**Task statement:**
In the memory-saving guidelines below, rewrite the paragraph beginning "Before the conversation ends" more concisely, preserving its main facts.

[Begin Extract provided]

Decisions (save immediately)

When a technical decision is made, save it right away:

memory_save(
  title: "Decision — {short description}",
  content: "## Decision\n{what was decided}\n\n## Why\n{rationale and trade-offs considered}\n\n## Alternatives rejected\n{what was not chosen and why}\n\n## Classification\n{locked | agent-discretion}",
  tags: ["decision", "{work-item-key}", "{topic}"],
  work_item_id: "{uuid if applicable}"
)

Locked vs Agent Discretion:

• Locked — The user explicitly chose this. Do not change without user approval.
• Agent discretion — The agent chose this. Can be revisited if circumstances change.

Trade-offs (save when evaluated)

When you evaluate trade-offs between approaches:

memory_save(
  title: "Trade-off — {short description}",
  content: "## Options\n{option A vs B vs C}\n\n## Analysis\n{pros/cons of each}\n\n## Chosen\n{which one and why}",
  tags: ["trade-off", "{work-item-key}", "{topic}"]
)

Blockers (save when identified)

When something blocks progress:

memory_save(
  title: "Blocker — {short description}",
  content: "## Blocker\n{what's blocking}\n\n## Impact\n{what can't proceed}\n\n## Possible resolutions\n{ideas to unblock}",
  tags: ["blocker", "{work-item-key}"]
)

Implementation context (save when non-obvious)

When you discover something during implementation that would be lost between sessions:

memory_save(
  title: "Context — {short description}",
  content: "## What\n{the insight or finding}\n\n## Why it matters\n{how this affects future work}",
  tags: ["context", "{work-item-key}", "{topic}"]
)

Session state (save at conversation end — mandatory)

<EXTREMELY_IMPORTANT> Before the conversation ends, you MUST save a session state memory. This is the single most important memory you create — it's how the next session picks up where this one left off. </EXTREMELY_IMPORTANT>

memory_save(
  title: "Session State — {WORK-KEY} {short description}",
  content: "## Current position\n{phase: planning/development/review/delivery}\n{current task/story}\n\n## Work completed\n- {item 1}\n- {item 2}\n\n## Decisions made\n- {decision 1} [locked|agent-discretion]\n- {decision 2} [locked|agent-discretion]\n\n## Blockers\n- {blocker or 'None'}\n\n## Next concrete step\n{exactly what to do when resuming — be specific}",
  tags: ["session-state", "{work-item-key}", "{current-phase}"],
  work_item_id: "{uuid}",
  sprint_id: "{uuid if in active sprint}"

[End Extract provided]
[Begin Dataset rows]

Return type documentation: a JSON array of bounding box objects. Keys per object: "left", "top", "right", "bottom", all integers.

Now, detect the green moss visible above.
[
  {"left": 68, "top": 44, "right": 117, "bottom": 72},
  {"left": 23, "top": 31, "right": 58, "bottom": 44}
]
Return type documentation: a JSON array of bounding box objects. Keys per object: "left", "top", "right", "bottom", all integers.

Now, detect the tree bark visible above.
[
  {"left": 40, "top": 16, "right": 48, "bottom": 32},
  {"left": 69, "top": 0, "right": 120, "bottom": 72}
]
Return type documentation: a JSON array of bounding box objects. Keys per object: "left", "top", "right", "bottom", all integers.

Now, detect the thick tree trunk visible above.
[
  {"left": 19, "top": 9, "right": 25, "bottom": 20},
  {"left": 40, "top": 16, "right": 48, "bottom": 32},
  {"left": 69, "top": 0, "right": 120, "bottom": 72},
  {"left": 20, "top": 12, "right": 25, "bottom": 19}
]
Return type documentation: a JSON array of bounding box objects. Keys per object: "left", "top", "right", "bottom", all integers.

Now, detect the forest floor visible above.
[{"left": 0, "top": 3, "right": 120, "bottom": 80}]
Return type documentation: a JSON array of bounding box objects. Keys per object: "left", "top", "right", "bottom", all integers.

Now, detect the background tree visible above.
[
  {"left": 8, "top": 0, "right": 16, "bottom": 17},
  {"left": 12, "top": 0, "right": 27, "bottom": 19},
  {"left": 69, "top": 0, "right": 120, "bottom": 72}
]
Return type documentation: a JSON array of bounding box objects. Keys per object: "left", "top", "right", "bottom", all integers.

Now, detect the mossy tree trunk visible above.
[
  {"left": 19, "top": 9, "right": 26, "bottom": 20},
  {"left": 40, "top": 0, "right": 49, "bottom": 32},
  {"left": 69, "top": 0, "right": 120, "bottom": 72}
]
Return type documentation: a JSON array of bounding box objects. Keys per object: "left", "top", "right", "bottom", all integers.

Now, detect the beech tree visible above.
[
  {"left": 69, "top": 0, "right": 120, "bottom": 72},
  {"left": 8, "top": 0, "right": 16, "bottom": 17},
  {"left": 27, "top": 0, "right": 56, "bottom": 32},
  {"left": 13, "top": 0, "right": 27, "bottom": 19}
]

[End Dataset rows]

**Answer to this task:**
A session state memory must be saved before the conversation ends. It is the most important memory created, because it allows the next session to resume where the current one stopped.